**SELECTED TEXT**
By Jim Harrison
The ARM mbed IoT Device Platform provides the operating system, cloud services, tools, and developer ecosystem to make the creation and deployment of commercial, standards-based Internet of Things solutions possible at scale. Mbed is uniquely positioned with all the tools needed to develop these IoT solutions, the support of over 60 partner companies, and a community of 170,000 developers.
ARM mbed emergeed in 2009 as an online IDE for processors using any of the M cores. In 2014, the mbed platform was revised to make mbed OS (or mbed 3.0), an end-to-end system stack that linked a client-side operating system with a server-side management platform called the mbed Device Server. ARM has now merged mbed 2.0 and 3.0 into one cohesive ecosystem that bridges the gap between embedded developers and programmers working at the service layer. The result, announced in early August, is mbed 5 (mbed 2.0 + mbed 3.0 = mbed 5).
With mbed OS 5.1, the system incorporates an RTOS in the core of the operating system. The much-requested feature provides native thread support to the OS and applications, simplifying development and integration of complex and robust application components like networking stacks. It also enables both blocking and non-blocking design patterns. The RTOS adds very limited system overhead.
mbed OS 5 includes a real-time kernel based on Keil’s RTX implementation of the CMSIS-RTOS. The RTOS core lies beneath the OS delivering native thread support to drivers and applications, and also integrates with networking stacks and mbed’s uVisor security kernel. The “Eventing OS” model has also been reinvented as a library, so users of the feature don’t lose any functionality. Some designers have said the new features require a much larger code memory size, but I have not verified this as of yet. Let’s look at a few processor boards you could use with OS 5. These are all really development kits, but you can turn them into a super volume board with little stress and strain.

(Source data)
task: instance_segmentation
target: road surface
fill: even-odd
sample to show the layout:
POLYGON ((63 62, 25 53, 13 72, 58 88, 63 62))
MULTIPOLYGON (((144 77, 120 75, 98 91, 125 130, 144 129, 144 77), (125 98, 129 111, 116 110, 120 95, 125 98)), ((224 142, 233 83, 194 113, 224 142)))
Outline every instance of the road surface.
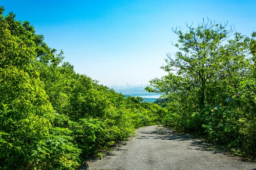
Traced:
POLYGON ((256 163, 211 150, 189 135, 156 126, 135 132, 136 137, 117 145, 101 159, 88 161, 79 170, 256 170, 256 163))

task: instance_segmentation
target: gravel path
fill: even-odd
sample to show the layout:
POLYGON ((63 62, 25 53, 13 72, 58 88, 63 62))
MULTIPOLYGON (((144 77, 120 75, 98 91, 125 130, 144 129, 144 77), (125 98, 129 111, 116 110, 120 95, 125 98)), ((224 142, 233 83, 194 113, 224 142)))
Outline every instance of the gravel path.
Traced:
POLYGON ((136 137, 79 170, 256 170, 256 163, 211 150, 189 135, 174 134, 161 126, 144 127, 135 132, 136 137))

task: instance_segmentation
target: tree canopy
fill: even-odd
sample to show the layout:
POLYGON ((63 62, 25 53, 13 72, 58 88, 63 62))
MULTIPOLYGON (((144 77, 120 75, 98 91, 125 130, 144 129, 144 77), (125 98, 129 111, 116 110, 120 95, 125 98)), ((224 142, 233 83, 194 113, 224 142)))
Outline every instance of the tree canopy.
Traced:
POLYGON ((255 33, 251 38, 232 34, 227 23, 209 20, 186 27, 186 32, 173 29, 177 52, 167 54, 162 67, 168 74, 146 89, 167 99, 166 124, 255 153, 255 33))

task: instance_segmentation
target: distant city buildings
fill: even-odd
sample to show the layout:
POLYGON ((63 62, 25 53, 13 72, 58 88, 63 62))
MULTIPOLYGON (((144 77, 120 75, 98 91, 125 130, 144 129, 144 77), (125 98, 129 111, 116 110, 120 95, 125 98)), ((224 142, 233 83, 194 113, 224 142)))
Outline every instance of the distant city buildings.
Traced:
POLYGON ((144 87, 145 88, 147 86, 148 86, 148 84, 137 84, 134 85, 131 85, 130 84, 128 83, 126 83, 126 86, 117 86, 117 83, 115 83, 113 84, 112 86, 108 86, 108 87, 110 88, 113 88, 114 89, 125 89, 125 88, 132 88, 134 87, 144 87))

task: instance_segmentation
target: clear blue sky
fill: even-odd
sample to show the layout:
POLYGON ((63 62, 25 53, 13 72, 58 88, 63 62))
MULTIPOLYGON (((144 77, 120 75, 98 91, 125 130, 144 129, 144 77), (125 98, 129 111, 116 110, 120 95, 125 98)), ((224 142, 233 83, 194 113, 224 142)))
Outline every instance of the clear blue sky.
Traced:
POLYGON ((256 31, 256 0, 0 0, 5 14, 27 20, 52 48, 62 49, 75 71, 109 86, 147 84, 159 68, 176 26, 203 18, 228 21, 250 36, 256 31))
* * *
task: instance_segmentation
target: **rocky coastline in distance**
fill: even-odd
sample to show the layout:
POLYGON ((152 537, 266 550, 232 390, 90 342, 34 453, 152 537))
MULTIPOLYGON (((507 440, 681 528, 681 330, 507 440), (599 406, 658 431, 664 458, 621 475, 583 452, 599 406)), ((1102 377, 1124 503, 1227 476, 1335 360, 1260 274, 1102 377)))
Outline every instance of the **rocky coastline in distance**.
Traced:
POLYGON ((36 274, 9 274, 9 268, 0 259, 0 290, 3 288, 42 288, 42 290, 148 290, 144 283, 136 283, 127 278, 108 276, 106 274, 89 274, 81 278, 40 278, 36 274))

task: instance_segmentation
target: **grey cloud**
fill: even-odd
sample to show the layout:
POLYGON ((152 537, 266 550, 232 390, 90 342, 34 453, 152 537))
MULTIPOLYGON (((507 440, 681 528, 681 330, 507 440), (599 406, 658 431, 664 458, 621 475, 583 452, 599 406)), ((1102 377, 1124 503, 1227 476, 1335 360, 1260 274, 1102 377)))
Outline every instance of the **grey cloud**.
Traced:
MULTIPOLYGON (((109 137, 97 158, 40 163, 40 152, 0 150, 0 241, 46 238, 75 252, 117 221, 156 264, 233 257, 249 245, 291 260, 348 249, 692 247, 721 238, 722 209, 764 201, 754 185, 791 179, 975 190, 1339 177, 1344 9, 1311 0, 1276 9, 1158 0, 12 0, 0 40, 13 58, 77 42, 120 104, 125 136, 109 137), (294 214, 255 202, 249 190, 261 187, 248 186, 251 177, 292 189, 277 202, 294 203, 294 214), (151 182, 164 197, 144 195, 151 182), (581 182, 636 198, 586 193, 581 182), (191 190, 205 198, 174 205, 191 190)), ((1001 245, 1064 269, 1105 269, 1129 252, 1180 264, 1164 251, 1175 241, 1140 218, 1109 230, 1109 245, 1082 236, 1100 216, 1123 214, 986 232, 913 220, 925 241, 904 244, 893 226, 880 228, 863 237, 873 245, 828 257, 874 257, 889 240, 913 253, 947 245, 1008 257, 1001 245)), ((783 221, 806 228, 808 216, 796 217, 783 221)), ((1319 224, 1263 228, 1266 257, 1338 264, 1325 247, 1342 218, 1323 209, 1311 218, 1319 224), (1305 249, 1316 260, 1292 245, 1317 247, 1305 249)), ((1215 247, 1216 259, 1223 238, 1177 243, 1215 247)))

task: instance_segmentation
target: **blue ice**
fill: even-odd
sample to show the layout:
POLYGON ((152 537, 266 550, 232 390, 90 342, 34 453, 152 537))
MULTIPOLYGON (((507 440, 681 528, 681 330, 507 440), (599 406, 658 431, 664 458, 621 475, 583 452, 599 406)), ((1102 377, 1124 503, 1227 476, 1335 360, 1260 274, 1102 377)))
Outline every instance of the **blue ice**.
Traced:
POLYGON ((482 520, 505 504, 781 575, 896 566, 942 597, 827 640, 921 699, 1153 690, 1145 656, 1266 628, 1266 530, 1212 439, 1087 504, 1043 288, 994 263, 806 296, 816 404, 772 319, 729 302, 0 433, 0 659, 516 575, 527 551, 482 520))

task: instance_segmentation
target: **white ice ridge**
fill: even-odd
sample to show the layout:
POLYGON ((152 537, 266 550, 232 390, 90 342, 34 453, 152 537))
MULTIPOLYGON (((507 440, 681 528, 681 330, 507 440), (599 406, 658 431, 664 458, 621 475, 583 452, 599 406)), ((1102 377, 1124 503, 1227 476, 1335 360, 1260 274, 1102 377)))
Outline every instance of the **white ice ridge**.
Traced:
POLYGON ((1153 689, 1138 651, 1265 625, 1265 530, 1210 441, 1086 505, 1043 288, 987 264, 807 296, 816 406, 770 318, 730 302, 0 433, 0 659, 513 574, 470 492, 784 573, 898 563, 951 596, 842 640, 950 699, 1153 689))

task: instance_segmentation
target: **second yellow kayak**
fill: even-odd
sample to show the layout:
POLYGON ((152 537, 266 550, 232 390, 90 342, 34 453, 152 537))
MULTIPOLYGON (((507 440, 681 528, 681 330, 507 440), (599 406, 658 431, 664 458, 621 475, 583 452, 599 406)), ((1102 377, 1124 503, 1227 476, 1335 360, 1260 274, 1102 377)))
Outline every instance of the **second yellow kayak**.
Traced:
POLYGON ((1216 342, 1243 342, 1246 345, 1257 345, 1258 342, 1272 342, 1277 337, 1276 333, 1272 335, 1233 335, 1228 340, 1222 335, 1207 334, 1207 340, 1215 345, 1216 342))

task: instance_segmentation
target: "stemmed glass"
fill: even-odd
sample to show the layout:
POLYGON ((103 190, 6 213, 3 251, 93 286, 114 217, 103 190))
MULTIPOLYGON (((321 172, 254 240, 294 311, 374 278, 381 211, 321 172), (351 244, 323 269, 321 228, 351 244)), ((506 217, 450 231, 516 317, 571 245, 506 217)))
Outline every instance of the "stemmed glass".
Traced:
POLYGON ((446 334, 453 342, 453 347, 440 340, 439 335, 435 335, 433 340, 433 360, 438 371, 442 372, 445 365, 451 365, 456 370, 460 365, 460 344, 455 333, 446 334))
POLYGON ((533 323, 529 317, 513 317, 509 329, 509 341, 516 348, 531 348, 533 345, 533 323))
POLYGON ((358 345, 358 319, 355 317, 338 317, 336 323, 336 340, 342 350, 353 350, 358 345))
* * *
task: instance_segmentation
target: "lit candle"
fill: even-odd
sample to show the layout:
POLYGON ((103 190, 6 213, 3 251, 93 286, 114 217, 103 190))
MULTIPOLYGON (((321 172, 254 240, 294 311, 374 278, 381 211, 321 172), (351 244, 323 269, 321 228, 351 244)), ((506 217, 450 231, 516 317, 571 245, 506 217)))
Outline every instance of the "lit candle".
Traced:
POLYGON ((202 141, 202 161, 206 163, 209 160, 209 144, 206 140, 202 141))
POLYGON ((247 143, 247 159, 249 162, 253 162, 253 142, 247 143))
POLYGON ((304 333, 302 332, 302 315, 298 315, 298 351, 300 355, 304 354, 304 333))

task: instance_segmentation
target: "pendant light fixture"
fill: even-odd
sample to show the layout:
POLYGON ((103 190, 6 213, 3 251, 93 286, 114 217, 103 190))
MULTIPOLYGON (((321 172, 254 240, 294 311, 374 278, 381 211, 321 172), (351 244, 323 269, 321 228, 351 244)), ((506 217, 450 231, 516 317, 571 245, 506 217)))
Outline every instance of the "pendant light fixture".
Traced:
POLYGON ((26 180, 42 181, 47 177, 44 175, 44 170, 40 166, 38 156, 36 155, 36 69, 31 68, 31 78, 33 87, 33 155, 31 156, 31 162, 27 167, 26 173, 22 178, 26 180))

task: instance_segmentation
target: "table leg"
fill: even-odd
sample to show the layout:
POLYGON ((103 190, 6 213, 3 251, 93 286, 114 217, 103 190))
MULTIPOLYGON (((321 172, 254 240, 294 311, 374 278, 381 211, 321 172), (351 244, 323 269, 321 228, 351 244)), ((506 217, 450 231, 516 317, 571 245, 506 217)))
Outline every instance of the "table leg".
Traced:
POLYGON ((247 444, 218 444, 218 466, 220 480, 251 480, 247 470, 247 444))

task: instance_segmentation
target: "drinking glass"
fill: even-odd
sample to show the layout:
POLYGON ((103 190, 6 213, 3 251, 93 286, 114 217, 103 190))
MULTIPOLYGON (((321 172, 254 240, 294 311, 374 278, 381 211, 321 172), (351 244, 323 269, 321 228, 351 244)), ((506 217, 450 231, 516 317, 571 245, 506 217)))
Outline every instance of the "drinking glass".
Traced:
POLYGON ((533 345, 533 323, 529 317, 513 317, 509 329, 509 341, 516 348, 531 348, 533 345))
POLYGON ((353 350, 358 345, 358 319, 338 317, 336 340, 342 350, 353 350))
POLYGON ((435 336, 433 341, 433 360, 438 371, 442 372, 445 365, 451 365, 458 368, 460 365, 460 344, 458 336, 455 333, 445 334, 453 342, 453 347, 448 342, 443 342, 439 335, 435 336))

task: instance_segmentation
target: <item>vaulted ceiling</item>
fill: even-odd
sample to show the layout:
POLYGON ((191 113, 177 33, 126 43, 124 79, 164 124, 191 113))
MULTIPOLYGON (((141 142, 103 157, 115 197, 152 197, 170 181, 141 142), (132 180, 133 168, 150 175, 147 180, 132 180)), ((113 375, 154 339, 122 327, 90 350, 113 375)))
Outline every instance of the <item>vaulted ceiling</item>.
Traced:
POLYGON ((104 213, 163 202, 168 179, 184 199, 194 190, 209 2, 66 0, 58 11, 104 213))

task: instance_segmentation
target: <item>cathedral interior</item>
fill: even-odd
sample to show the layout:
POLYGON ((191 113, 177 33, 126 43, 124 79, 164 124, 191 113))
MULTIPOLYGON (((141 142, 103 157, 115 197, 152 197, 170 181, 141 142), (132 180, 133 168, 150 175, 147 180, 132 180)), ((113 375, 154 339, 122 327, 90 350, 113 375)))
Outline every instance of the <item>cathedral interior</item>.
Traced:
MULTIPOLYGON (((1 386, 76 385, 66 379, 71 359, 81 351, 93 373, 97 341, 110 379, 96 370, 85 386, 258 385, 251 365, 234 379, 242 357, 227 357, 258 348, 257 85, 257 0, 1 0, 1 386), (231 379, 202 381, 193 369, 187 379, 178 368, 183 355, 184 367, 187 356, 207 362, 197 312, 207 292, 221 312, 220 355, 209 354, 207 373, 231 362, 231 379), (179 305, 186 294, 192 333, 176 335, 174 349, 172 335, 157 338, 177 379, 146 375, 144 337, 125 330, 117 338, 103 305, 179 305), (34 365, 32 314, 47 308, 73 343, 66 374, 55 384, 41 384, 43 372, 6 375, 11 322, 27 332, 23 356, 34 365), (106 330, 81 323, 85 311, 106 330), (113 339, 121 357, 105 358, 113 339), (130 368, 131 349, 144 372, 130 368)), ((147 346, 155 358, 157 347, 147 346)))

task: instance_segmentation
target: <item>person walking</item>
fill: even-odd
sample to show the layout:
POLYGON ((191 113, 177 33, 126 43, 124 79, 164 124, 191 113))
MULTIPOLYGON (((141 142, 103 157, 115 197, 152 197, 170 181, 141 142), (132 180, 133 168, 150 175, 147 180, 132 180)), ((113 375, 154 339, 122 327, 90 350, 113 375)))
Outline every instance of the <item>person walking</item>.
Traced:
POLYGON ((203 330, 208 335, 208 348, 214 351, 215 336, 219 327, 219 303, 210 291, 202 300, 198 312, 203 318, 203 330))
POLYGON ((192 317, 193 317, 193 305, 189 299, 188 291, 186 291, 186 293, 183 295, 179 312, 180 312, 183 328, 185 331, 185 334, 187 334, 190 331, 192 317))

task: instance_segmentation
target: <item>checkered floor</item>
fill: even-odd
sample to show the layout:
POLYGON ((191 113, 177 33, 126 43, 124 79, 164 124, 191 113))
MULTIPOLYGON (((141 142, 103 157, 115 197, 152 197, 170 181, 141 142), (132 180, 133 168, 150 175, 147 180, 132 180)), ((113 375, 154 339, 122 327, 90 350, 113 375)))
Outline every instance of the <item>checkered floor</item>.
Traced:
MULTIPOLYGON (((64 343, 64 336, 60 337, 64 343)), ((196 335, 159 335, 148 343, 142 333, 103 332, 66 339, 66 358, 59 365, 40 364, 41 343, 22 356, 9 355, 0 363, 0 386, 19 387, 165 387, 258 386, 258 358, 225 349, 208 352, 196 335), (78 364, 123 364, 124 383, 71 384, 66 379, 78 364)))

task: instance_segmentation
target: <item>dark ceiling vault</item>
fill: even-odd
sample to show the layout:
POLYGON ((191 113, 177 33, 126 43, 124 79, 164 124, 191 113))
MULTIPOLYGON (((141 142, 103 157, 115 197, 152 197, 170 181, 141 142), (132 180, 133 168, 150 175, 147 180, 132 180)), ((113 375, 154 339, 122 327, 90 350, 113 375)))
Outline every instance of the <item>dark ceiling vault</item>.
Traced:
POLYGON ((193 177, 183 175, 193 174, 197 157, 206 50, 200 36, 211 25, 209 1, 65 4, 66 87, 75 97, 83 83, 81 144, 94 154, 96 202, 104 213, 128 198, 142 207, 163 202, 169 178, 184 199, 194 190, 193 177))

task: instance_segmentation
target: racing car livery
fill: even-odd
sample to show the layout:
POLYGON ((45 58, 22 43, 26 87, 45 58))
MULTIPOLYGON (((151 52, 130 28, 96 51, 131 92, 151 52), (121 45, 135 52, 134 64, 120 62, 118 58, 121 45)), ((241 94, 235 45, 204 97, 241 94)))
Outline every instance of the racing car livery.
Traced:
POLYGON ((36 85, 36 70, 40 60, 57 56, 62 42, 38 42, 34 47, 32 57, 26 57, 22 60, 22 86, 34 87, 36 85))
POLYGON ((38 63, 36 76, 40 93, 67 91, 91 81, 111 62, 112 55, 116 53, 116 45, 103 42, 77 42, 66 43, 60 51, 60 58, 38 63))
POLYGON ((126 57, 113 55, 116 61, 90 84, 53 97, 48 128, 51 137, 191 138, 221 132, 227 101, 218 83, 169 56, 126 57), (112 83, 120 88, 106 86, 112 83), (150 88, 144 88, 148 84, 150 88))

**CHALLENGES**
1: Put this sentence from the ARM mbed text into Spanish: "The RTOS adds very limited system overhead."
2: Find each line of the entries that contains the string "distant", matching case exactly, and copy those lines.
The text and the entries have nothing to do with each other.

**THE RESULTS**
1: El RTOS añade una sobrecarga muy limitada al sistema.

2:
target: distant city buildings
Outline every instance of the distant city buildings.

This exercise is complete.